---------- Excerpted records ----------

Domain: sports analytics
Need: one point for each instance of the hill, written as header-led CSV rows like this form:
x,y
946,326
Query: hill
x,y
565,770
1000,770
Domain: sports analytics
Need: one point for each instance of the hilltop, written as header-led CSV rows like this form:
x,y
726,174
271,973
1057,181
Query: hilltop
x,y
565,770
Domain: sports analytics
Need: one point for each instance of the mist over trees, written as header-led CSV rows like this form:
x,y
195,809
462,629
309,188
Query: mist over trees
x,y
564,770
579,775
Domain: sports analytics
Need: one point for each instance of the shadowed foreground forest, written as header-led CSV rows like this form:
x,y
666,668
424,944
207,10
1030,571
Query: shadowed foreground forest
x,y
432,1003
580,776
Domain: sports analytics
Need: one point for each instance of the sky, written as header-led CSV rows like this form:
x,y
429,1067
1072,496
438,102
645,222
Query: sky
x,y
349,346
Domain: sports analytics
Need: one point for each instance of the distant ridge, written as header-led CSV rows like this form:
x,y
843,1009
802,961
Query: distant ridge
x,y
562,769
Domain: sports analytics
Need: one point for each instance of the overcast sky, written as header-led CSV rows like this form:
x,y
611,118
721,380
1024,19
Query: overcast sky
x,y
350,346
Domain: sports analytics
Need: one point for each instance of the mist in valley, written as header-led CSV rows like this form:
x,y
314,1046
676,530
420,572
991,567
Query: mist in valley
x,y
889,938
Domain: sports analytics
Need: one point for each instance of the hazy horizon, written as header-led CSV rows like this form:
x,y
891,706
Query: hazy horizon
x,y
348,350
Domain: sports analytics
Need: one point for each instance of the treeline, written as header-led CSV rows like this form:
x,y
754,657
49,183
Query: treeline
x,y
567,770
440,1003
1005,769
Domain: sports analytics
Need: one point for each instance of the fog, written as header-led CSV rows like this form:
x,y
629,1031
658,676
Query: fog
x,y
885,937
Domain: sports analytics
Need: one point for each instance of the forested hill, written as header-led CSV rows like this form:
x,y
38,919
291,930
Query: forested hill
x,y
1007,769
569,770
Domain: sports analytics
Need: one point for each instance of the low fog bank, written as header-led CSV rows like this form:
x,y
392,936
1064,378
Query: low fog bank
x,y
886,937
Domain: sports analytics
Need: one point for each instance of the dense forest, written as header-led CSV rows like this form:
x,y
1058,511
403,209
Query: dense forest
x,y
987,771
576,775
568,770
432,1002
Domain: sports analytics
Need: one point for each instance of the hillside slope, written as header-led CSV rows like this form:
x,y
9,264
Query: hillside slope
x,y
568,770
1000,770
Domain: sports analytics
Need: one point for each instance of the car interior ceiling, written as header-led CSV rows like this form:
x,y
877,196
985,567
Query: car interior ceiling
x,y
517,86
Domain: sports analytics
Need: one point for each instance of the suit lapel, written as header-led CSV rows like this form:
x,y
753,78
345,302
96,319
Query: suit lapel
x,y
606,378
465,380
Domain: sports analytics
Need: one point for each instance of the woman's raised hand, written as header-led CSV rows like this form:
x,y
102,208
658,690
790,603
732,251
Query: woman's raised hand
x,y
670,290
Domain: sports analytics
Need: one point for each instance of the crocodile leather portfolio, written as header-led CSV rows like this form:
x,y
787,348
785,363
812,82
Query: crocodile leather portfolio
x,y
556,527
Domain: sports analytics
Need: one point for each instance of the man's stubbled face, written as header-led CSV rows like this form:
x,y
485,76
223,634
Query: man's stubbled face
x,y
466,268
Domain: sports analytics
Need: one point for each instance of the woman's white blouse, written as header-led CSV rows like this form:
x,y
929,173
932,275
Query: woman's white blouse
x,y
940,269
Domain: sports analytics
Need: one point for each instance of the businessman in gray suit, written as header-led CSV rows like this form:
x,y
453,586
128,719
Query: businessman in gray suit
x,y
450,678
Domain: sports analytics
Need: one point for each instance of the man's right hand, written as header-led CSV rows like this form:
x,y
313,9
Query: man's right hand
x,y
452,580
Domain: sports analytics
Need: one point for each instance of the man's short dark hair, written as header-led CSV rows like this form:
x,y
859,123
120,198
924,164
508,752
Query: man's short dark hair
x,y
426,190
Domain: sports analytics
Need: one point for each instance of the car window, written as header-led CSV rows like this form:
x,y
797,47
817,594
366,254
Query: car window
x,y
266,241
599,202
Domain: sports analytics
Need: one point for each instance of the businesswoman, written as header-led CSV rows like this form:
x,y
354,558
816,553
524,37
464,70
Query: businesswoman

----------

Problem description: Return the listing above in its exact form.

The result:
Domain: sports analytics
Need: one point for each instance of the hill, written as header-led CSV rows like this form:
x,y
946,326
Query: hill
x,y
565,770
1000,770
Domain: sports analytics
Need: one point for each instance of the hilltop, written as header-led CSV rows like this form:
x,y
726,174
271,973
1057,181
Query: hilltop
x,y
565,770
Domain: sports analytics
Need: one point for each instance of the mist over trees, written as header-led CSV rows like this form:
x,y
195,809
462,629
309,188
Query: mist over trees
x,y
564,770
579,775
Domain: sports analytics
Need: one point for each instance of the shadowed foreground forest, written as header-led CSV rows like this form:
x,y
666,668
424,944
207,10
1030,571
Query: shadowed foreground forest
x,y
432,1003
580,776
Domain: sports analytics
Need: one point for each instance of the sky, written as header-led CSV rows like this form:
x,y
429,1067
1072,496
438,102
645,222
Query: sky
x,y
349,346
Domain: sports analytics
Need: one point for each instance of the distant ridge, written as header-led CSV rows like this form:
x,y
843,1009
802,961
Query: distant ridge
x,y
562,769
Domain: sports analytics
Need: one point for each instance of the overcast sky, written as header-led CSV rows like this form:
x,y
611,118
721,380
1024,19
Query: overcast sky
x,y
350,346
Domain: sports analytics
Need: one point for each instance of the mist in valley, written as header-led CSV rows like this form:
x,y
314,1046
676,530
420,572
991,567
Query: mist in valley
x,y
889,938
Domain: sports analytics
Need: one point for each instance of the hazy horizon, written as header-led CSV rows like this form:
x,y
891,706
Query: hazy horizon
x,y
348,350
Domain: sports analytics
Need: one point for each instance of the treeline, written as header-led CSV rows like this form:
x,y
754,657
49,183
Query: treeline
x,y
567,770
440,1003
1005,769
Domain: sports analytics
Need: one point for each instance of the fog, written as header-led CSV rows like this form:
x,y
629,1031
658,676
Query: fog
x,y
885,937
Domain: sports analytics
Need: one point for each instance of the forested hill, written as header-led CSV rows like this form:
x,y
38,919
291,930
Query: forested hill
x,y
1007,769
569,770
Domain: sports analytics
Need: one point for each instance of the low fog bank, written as header-led CSV rows like this form:
x,y
392,936
1064,378
Query: low fog bank
x,y
886,937
Domain: sports analytics
Need: one point for each instance of the dense forest, written as header-led CSV rows like this form:
x,y
1058,511
403,209
Query: dense forest
x,y
987,771
576,775
568,770
432,1002
Domain: sports analytics
Need: one point for each instance of the hillside slope, written as header-led CSV rows like this form:
x,y
9,264
Query: hillside slope
x,y
568,770
1000,770
Domain: sports analytics
Need: one point for each instance of the car interior ceiling, written as header-led CSV rows like this form:
x,y
877,196
985,567
Query: car interior ceiling
x,y
517,86
Domain: sports analytics
Need: one point for each instance of the suit lapel, written as header-led CSV rows like this form:
x,y
753,78
345,302
96,319
Query: suit lapel
x,y
606,378
465,380
Domain: sports analytics
Need: one point for each instance of the woman's raised hand, written as header-led CSV rows like this form:
x,y
102,208
658,690
790,603
732,251
Query: woman's raised hand
x,y
670,290
Domain: sports analytics
Need: one point for each instance of the crocodile leather portfolio, written as header-led CSV rows like this form:
x,y
787,348
785,363
812,82
Query: crocodile leather portfolio
x,y
556,527
Domain: sports analytics
Need: one point for each instance of the man's stubbled face, written as header-led CSV rows like this form:
x,y
485,76
223,634
Query: man's stubbled face
x,y
466,268
Domain: sports analytics
Need: one point for each instance of the woman's white blouse, written as header-led CSV rows like this form:
x,y
929,173
932,275
Query: woman's white blouse
x,y
940,269
Domain: sports analytics
Need: one point for each instance of the businessman in gray suit, written as header-led CSV rows like this form:
x,y
453,586
128,719
Query: businessman in gray suit
x,y
450,678
Domain: sports analytics
Need: one point for each instance of the man's right hand, written as header-led CSV rows like this form:
x,y
313,9
Query: man's right hand
x,y
452,580
Domain: sports analytics
Need: one point for each instance of the man's short dark hair, written as header-led CSV rows like this form:
x,y
859,123
120,198
924,164
508,752
Query: man's short dark hair
x,y
426,190
Domain: sports analytics
Need: one point for each instance of the car window, written as header-led CSV rows like this form:
x,y
797,47
817,594
366,254
Query: car window
x,y
266,241
599,202
Domain: sports analytics
Need: one point for each instance of the businesswoman, written as header-led CSV rows like this form:
x,y
354,558
816,553
524,37
464,70
Query: businesswoman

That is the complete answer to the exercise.